A run of records =
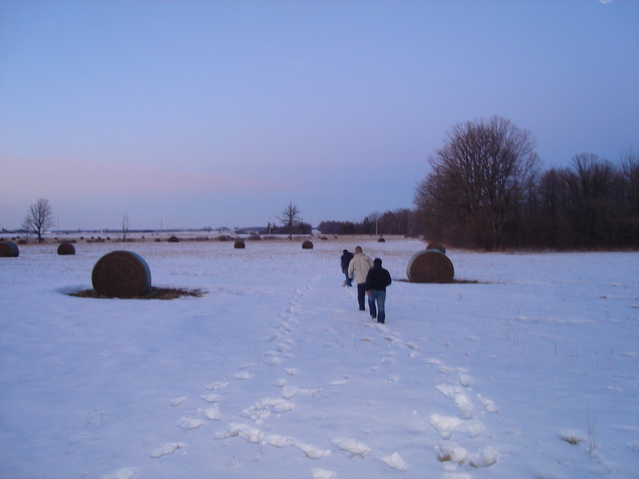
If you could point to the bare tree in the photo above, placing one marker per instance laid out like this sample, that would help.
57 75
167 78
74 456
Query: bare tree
290 218
125 227
478 180
39 219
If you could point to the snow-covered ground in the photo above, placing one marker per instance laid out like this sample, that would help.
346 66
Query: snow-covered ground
533 371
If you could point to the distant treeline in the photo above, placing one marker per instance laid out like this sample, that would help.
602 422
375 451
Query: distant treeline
402 221
486 191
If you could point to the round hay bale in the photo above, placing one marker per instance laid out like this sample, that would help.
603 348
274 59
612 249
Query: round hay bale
121 274
436 246
8 249
66 248
430 266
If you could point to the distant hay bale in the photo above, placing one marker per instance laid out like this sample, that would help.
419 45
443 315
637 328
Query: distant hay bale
121 274
66 248
437 246
430 266
8 249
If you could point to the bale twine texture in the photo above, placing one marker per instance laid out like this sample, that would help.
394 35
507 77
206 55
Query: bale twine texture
121 274
8 249
430 266
66 248
437 246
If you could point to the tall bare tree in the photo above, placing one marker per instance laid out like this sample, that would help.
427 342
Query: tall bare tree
477 182
290 218
125 227
39 218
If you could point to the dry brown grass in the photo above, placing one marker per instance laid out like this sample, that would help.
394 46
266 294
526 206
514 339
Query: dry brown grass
153 293
430 266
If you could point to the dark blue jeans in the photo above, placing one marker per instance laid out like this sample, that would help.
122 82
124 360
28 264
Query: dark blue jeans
379 311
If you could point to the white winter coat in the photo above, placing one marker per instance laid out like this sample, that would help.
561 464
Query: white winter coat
359 266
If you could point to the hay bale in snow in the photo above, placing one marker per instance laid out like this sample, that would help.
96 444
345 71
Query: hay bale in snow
430 266
436 246
66 248
8 249
121 274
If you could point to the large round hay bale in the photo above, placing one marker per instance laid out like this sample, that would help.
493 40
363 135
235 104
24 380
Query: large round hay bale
430 266
66 248
437 246
8 249
121 274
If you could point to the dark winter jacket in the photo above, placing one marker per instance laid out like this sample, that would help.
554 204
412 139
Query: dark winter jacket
377 278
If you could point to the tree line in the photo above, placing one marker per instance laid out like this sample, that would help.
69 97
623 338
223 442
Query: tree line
486 190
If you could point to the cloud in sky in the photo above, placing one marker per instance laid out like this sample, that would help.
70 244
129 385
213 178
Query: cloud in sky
109 107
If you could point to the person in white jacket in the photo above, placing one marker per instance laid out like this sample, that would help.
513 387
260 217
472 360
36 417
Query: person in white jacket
358 269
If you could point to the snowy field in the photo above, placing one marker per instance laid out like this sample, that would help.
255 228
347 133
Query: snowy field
532 372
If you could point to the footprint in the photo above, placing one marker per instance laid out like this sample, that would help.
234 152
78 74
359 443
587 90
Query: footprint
352 446
213 413
395 461
446 425
252 435
217 385
488 404
312 451
124 473
189 423
465 406
280 441
178 401
167 449
210 397
323 474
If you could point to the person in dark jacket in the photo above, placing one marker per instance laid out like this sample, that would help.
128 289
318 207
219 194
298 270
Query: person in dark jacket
376 281
346 258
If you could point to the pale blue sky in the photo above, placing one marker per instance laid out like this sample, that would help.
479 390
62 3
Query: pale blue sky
218 113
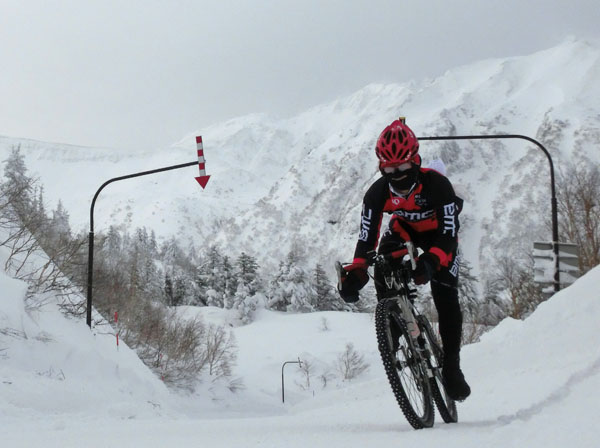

What needs to be done = Rewrite the entire listing above as a numbered list, with one item per line. Skip any blank lines and leave the pictures out.

Written answer =
1. If you could point to the bare tree in the photo above, placing one marker per instance laid out like this sample, that would help.
2. 57 75
3. 167 78
4. 74 456
5. Query: bare tree
6. 290 218
7. 125 227
8. 478 180
9. 39 219
10. If you could point to the snow-covered ground in the photo above, placing one marker per instance laid out like this sample, that would help.
11. 346 66
12. Query: snow-covered ground
13. 533 371
14. If you could point to the distant treeline in the photo above, placing one marker per instance laid out like this sample, that would help.
15. 602 422
16. 375 451
17. Query: distant treeline
18. 402 221
19. 486 191
20. If you could point to the round hay bale in the photo above, placing one marker per instance laid out like this sample, that would help.
21. 603 348
22. 274 59
23. 612 249
24. Query: round hay bale
25. 121 274
26. 436 246
27. 8 249
28. 66 248
29. 430 266
30. If you could point to the distant hay bale in the photo above, placing one marker per instance laid out like this sample, that would help.
31. 419 45
32. 443 315
33. 637 328
34. Query: distant hay bale
35. 121 274
36. 66 248
37. 437 246
38. 430 266
39. 8 249
40. If you could point to the bale twine texture in the photo above, placing one marker per instance laid out like this sample, that would help.
41. 394 35
42. 507 77
43. 206 55
44. Query: bale twine texture
45. 121 274
46. 8 249
47. 430 266
48. 66 248
49. 437 246
50. If you could point to the tall bare tree in the photo above, placing one marker per instance laid out like this sample, that would help.
51. 427 342
52. Query: tall bare tree
53. 477 182
54. 290 218
55. 125 227
56. 39 218
57. If you could point to the dry brown grass in the photo above, placing one marker per instance laid out like this sample, that would help.
58. 394 46
59. 266 294
60. 526 206
61. 514 339
62. Query: dry brown grass
63. 153 293
64. 430 266
65. If you could point to the dark blue jeans in the photo above, placing one marker per instance laid out like this sample, that would help.
66. 122 82
67. 124 360
68. 28 264
69. Query: dark blue jeans
70. 379 311
71. If you could point to the white winter coat in the photo above, placing one marker per instance laid out like this sample, that would help.
72. 561 464
73. Query: white winter coat
74. 359 266
75. If you could point to the hay bale in snow in the photo above, placing one marker per instance laid out like this sample, that would help.
76. 96 444
77. 345 71
78. Query: hay bale in snow
79. 430 266
80. 436 246
81. 66 248
82. 8 249
83. 121 274
84. If you could point to the large round hay bale in the photo above, placing one marker per instance laid out like this sample, that would help.
85. 493 40
86. 363 135
87. 235 104
88. 24 380
89. Query: large round hay bale
90. 430 266
91. 66 248
92. 437 246
93. 8 249
94. 121 274
95. If you could point to the dark winter jacket in the photo above, placing one marker per instance laid out like this sample, that would help.
96. 554 204
97. 412 139
98. Query: dark winter jacket
99. 377 278
100. If you could point to the tree line in the photo above, placing one marker per instance laid out like this sample, that would help.
101. 69 97
102. 623 338
103. 223 442
104. Query: tree line
105. 486 190
106. If you could point to the cloud in sky in the photo above, placing one marker per instance laid out like this sample, that would help.
107. 70 244
108. 129 385
109. 213 178
110. Query: cloud in sky
111. 109 107
112. If you could point to the person in white jacket in the photo above, placing one marker per instance laid out like this sample, that would help.
113. 513 387
114. 260 217
115. 472 360
116. 36 417
117. Query: person in white jacket
118. 358 269
119. If you could point to the snowy field in the photo above, placing one marker per instance laid out like this sample, that would help.
120. 255 228
121. 347 133
122. Query: snowy field
123. 532 372
124. If you could point to the footprint in the photo above, placing one marker per instance laid out like this sample, that would help.
125. 234 152
126. 78 74
127. 359 443
128. 587 90
129. Query: footprint
130. 352 446
131. 213 413
132. 395 461
133. 446 425
134. 252 435
135. 217 385
136. 488 404
137. 312 451
138. 124 473
139. 189 423
140. 465 406
141. 280 441
142. 178 401
143. 167 449
144. 210 397
145. 323 474
146. If you could point to the person in dark jacket in the photo above, placing one marker per instance laid out like this sample, that would help.
147. 128 289
148. 318 207
149. 219 194
150. 298 270
151. Query: person in dark jacket
152. 376 281
153. 346 258
154. If you could point to the pale blue sky in the photo above, placing one marker per instance laid out like this sample, that would help.
155. 479 390
156. 62 3
157. Query: pale blue sky
158. 218 113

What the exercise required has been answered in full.